Text section
+ + + +

Big changes are ahead for China, probably abrupt ones. The economy has grown so rapidly for many years, over 30 years at an average of nine percent a year, that its size makes it a major player in trade and finance and increasingly in political and military matters. This growth is not only of great importance internationally, it is already having profound domestic social effects and it is bound to have internal political ones — sooner or later.
Two kinds of changes are in store: political and economic. The order in which they occur will affect their impacts, and that order is very uncertain. In any case, big discontinuities are likely before 2020.
Social changes
Sooner versus later can make a large difference. It is one thing to believe that China’s growth will lead eventually to political change (Deng Xiaoping told George Shultz in 1988 that China would become a democracy in 50 years, perhaps meaning: “Forget about it.”), but is quite another matter to expect political change within this decade — an argument made here. But things are not so simple (they never are); another line of argument, discussed below, is that there is a good chance of an abrupt economic slowdown over this period. One should not expect these conjectured events to be independent; political turbulence would hurt the economy and a sharp economic slowdown would surely have political consequences. The interplay between these two prospects, a political disruption and/or an economic jolt, can only be a matter of speculation, and some is offered here.
The leading edge of the time when these events might occur, assuming continued high-speed growth, is 2015 — soon enough to get our attention — with the odds increasing in successive years. The common factor that connects them is that China will reach a gdp per capita level of $17,000 by about then (in 2005 purchasing power parity). This is the level at which all non-oil-rich countries are at least “partly free” as rated by Freedom House, with the large majority being “Free.” Also fostering freedoms is the level of education, and that too is steadily increasing in China. While today it is deep in the “non-free” category, assuming growth is sustained at nine to ten percent a year it will reach this freedom benchmark level by 2015; if growth slows to seven percent annually, as Premier Wen Jiabao has suggested it will, that level is reached not long after — by 2017. (To be more precise, with continued high growth there is a 50–50 chance of China being declared partly free by 2017, odds that will increase thereafter.)

+ + + +

Supplied information
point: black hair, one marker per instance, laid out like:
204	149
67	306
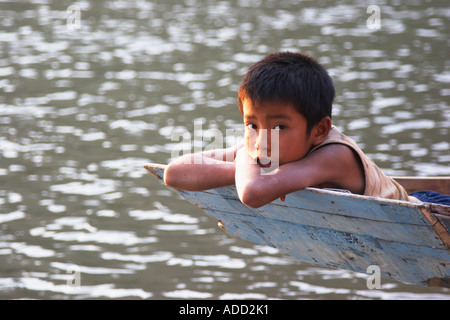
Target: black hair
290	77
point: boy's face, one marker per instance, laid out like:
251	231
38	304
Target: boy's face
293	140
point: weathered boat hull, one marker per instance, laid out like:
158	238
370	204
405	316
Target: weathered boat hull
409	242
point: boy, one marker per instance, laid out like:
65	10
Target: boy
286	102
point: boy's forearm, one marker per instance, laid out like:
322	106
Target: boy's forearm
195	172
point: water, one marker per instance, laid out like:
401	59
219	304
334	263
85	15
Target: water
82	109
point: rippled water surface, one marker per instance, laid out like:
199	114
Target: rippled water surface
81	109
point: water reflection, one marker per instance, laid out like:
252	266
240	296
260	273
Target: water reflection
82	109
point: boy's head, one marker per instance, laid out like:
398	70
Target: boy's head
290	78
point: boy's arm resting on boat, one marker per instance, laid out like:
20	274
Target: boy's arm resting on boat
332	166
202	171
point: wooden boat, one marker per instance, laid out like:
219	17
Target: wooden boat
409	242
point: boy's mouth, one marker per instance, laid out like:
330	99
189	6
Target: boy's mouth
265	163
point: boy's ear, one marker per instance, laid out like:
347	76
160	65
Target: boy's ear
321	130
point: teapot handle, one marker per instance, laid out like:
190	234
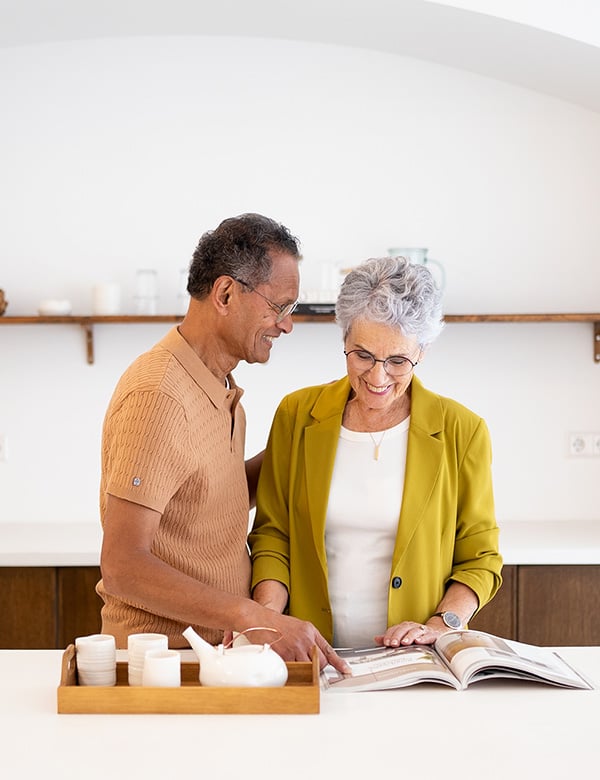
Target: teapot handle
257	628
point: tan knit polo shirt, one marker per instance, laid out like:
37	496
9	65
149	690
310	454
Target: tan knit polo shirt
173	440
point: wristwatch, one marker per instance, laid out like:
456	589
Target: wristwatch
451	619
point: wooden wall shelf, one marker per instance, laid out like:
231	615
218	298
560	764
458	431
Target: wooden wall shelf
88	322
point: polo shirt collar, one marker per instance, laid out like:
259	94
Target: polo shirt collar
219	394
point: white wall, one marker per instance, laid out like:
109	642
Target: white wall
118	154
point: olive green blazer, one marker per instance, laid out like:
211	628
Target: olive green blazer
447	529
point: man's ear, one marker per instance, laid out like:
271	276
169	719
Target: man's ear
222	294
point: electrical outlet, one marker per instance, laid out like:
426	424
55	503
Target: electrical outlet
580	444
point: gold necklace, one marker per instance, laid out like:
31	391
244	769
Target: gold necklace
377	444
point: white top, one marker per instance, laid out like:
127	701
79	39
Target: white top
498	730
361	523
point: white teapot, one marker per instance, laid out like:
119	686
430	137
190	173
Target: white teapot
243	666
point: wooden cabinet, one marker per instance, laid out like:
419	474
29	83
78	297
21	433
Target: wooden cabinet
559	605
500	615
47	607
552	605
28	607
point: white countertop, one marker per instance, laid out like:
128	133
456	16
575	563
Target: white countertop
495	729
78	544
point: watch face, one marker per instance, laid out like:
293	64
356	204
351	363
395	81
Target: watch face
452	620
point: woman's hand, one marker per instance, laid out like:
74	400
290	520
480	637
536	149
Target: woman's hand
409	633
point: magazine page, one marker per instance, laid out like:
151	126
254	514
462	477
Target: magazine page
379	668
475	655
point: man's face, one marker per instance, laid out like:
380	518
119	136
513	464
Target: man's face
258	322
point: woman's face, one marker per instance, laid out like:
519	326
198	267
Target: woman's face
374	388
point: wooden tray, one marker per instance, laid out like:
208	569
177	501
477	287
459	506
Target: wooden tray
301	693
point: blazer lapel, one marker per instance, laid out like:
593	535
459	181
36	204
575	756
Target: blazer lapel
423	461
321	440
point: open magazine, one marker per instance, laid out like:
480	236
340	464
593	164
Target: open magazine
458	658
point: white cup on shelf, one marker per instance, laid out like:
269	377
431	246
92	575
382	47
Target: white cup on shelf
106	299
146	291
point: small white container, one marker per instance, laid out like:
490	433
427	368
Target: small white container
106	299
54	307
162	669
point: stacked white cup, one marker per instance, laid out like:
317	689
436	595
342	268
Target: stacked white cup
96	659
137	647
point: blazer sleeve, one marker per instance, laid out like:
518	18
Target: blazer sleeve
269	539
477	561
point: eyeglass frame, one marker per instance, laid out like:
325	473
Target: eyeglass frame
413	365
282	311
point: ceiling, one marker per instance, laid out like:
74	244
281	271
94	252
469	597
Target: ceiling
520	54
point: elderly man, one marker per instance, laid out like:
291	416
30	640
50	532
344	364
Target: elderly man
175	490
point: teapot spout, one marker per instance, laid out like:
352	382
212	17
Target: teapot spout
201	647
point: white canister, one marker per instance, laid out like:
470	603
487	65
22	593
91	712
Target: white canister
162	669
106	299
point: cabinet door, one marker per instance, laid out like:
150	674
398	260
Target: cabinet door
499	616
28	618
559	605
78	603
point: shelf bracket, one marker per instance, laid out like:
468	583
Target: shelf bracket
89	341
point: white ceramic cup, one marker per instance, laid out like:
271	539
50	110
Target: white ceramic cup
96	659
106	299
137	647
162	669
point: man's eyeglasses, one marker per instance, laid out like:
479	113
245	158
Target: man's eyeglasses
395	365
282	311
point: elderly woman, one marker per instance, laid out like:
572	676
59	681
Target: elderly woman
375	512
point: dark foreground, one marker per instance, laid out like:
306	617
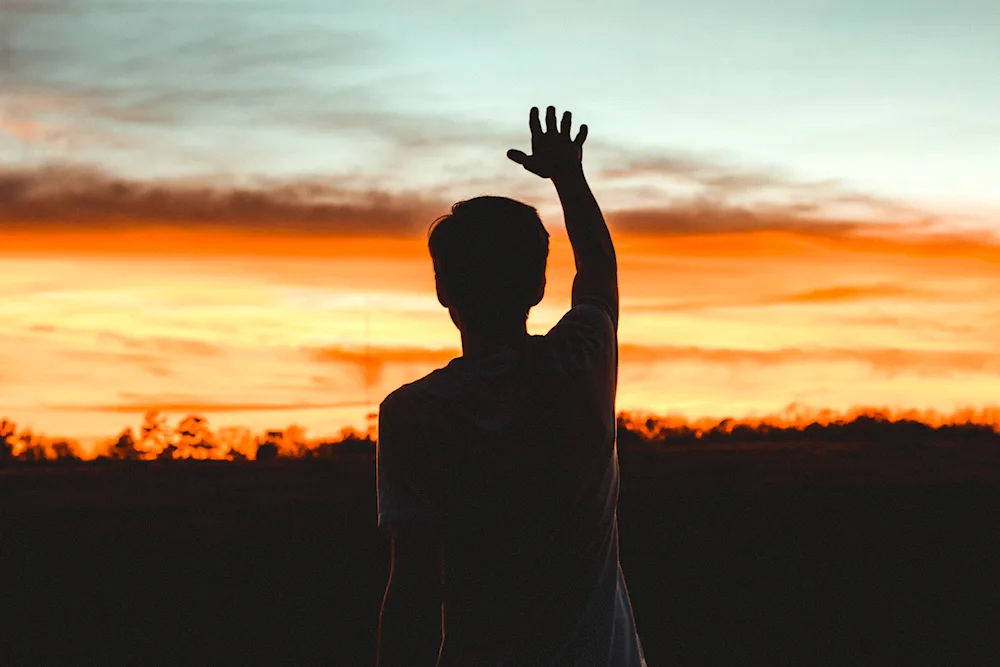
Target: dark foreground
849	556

+ + + +

Written exercise 1
According to the text on China's coming changes, why should the two conjectured events, a political disruption and an abrupt economic slowdown, not be expected to occur independently of each other?
Written exercise 2
Duplicate the passage in the text on China's coming changes from "Two kinds of" up to and including "likely before 2020.".
Written exercise 3
Pick up the text on China's coming changes where it stops and carry it forward.

Exercise output 1
They are linked because each would feed the other. Political turbulence would hurt the economy, and a sharp economic slowdown would surely have political consequences.

Exercise output 2
Two kinds of changes are in store: political and economic. The order in which they occur will affect their impacts, and that order is very uncertain. In any case, big discontinuities are likely before 2020.

Exercise output 3
Most discussion on this topic focuses, understandably, on political freedoms, the ability of a people to choose their rulers. But Freedom House has two freedom indexes: One is on political rights while the other is civil liberties (for the latter, think of the U.S. Bill of Rights). On these measures, China today has a bottom score on political rights and is rated one step above the bottom on civil liberties. There should be no argument about the political rating; it is a Leninist state in which the Communist Party has combined economic liberalizing with tight political control. But economic liberalizing is having profound social consequences. Its foundation is prosperity. Prosperity is decidedly unequally divided, but a large middle class has emerged centered in the cities in the eastern part of the country, there is a growing private sector, the press is freer than a decade ago and much freer than 30 years ago (but with political speech remaining decidedly unfree), the labor market is more open, urban residency permits are less binding, religious practices are often harassed but are widely tolerated, the legal system crawls ahead, and people have a growing sense of having rights (not a traditional Chinese value). Prosperity may be decidedly unequally divided but, again, a large middle class has emerged centered in the cities in the eastern part of the country. In Freedom House terms, these advances mean progress on civil liberties.
On the negative side, recently there has been a crackdown on dissent with the official euphemism being “stability maintenance.” It isn’t clear why this is happening given that Party control looks strong. The transition to the next set of rulers next year seems to be settled, while many of the mass demonstrations that occur are taking place in the non-Han periphery of the country. It is true that worries are expressed by officialdom about the political turmoil engulfing the Arab world spreading to China, and memories about the events in Tiananmen Square in 1989, which are no doubt vivid in the minds of Party leaders, must also be playing a role. They were triggered by the upheavals in Eastern Europe, which culminated in the collapse of the Soviet Union, and were seen as jeopardizing the rule of the Party. If you are running a Leninist operation you can’t be too careful.
China’s situation needs to be put into the worldwide pattern, which shows a strong correlation between economic development and democratic freedoms. Three possibilities might account for this connection: 1) Development might lead to democracy; 2) democracy might foster development; or 3) there might be a common cause driving both. The first, development leading to democracy, is Seymour Martin Lipset’s hypothesis that only a society with educated, wealthy people can resist the appeal of demagogues. Stable democracy presupposes an accumulation of human, social, and physical capital. Education promotes growth, and schooling makes democratic revolutions against dictatorships more probable and successful antidemocratic coups less probable.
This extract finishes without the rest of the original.